Task objective> Your response should consist solely of the records, written out exactly.

Dataset items>
########

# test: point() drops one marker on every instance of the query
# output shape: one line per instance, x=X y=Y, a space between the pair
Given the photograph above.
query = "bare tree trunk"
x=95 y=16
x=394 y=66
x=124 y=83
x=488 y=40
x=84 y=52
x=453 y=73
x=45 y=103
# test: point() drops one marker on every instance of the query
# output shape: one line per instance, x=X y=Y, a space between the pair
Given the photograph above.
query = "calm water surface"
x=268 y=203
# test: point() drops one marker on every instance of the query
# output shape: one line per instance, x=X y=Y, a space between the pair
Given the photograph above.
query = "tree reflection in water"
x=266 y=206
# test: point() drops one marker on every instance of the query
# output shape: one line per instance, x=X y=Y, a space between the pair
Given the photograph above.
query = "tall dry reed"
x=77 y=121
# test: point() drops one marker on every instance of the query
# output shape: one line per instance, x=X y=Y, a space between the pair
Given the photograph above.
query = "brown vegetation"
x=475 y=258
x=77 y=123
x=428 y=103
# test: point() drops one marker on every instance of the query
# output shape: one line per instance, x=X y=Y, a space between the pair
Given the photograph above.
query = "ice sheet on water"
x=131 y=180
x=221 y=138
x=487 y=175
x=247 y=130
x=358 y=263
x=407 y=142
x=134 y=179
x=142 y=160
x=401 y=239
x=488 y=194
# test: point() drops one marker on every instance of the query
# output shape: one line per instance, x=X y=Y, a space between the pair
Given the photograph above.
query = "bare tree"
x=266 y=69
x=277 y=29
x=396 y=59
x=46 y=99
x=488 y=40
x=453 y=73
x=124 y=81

########

Exercise result>
# test: point() drops one marker on every instance of the query
# output shape: one line per instance, x=X y=Y, a space between the pair
Given the photograph above.
query = "bare tree trunk"
x=95 y=16
x=394 y=66
x=124 y=83
x=488 y=40
x=84 y=52
x=453 y=73
x=45 y=103
# test: point() drops one marker on every instance of the query
# output shape: one line per instance, x=X y=Y, a space between the pair
Given the photograph above.
query = "calm water surface"
x=268 y=203
# test: point() drops one marker on every instance of the query
# output shape: one line per instance, x=X y=Y, a space between the pair
Given the photograph above.
query = "tree reflection in water"
x=266 y=206
# test: point() drops one marker on every instance of the query
# output shape: one line per instance, x=X y=Y, a space between the pair
Given the photograph above.
query = "tall dry reed"
x=77 y=121
# test: point() drops one marker on every instance of the query
# output shape: one line per instance, x=X y=Y, a space between the pair
Given the photograph above.
query = "brown vegetation"
x=475 y=258
x=77 y=123
x=428 y=103
# test: point() drops one marker on every instance of the query
# output shape: one line per instance, x=X y=Y, a space between the pair
Given the photograph above.
query = "ice sheet on water"
x=131 y=180
x=221 y=138
x=487 y=175
x=247 y=130
x=358 y=263
x=407 y=142
x=134 y=179
x=142 y=160
x=401 y=239
x=488 y=194
# test: point() drops one marker on every instance of the query
# output shape: one line per instance, x=X y=Y, a space between the pair
Given the photograph above.
query = "bare tree"
x=266 y=69
x=277 y=29
x=396 y=59
x=46 y=99
x=488 y=40
x=453 y=73
x=124 y=81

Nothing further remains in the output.